* BEGIN Material for this exercise *

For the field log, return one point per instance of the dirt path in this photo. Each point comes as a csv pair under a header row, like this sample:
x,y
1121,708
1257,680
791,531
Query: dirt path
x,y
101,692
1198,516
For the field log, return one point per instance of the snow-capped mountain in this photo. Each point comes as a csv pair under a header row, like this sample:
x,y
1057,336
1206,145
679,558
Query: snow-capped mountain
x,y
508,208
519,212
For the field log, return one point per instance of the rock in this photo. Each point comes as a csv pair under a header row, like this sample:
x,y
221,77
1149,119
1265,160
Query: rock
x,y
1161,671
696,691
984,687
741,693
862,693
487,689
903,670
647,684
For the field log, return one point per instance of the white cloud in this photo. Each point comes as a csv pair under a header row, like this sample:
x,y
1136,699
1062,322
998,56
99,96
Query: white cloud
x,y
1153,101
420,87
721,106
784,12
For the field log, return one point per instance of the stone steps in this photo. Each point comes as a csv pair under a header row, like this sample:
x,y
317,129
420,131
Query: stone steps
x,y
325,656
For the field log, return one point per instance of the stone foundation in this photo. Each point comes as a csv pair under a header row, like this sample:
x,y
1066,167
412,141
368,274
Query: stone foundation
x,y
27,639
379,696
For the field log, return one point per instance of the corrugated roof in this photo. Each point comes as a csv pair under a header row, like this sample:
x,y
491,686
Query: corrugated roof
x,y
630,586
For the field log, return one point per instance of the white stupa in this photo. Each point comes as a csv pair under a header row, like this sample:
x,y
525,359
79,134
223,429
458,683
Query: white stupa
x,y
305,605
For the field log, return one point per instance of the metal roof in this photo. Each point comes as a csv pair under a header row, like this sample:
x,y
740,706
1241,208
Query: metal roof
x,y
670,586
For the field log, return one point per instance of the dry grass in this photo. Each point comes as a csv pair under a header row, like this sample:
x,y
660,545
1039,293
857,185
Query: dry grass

* END Material for this exercise *

The task
Update all the records above by changing "field log" to "survey sheet" everywhere it appears, and leave every other line as it is.

Solution to this problem
For the survey sheet, return one point per instance of the dirt path in this photo. Each point comes as a csv pair under a header row, like this sample:
x,y
1121,708
1257,680
791,531
Query: dirt path
x,y
101,692
1198,516
For the survey sheet, return one point per instance of the snow-capped mountain in this photo. Each point comes as a csv pair under a header row, like this sample:
x,y
1057,336
1206,145
679,558
Query: snow-capped mountain
x,y
508,208
519,212
For the survey sheet, return one point per instance of the rock in this photo. Each point comes as a csv pair under a header row, like this sample:
x,y
221,77
1149,119
1265,160
Query: rock
x,y
1161,671
696,691
984,687
741,693
862,693
487,689
903,670
647,684
For the survey sheet, return one point per instance of the white cloud in this photo. Each point comes as a csv pair under a header row, like this sample:
x,y
1136,699
1062,322
998,56
99,96
Query: white cloud
x,y
1153,101
420,87
721,106
784,12
For the survey sheet, return one point per instance of the stone steps in this photo. Each point comes as a csv pair under a header row, like this sample:
x,y
317,129
420,131
Query: stone steps
x,y
325,656
For the survey sheet, return one point per instance of the stone foundation in this photo. Each point comes as a csv pair under a header row, like this sample:
x,y
1066,167
412,141
368,274
Query: stone foundation
x,y
27,639
379,696
For the survey sheet, return one point per instance of the corrugated roof in this photo. Each point comes as a csv pair under a header row, like this sample:
x,y
491,686
Query: corrugated roof
x,y
630,586
For the survey sheet, return one point per instance of the white stupa in this photo. Each point comes as a csv pair under a header row, like this sample:
x,y
525,359
79,134
223,429
458,683
Query: white stupa
x,y
305,605
For the survey sheet, return one point per instance of the metal roof in this photo. Each point comes as a csv pair under a header row, like this sample:
x,y
740,706
1241,208
Query: metal roof
x,y
670,586
For the survey sheet, return one point per instance of the dry grass in this photo. Each point comes as a csv pair under a header row, like this sample:
x,y
660,545
1039,293
857,185
Query: dry grass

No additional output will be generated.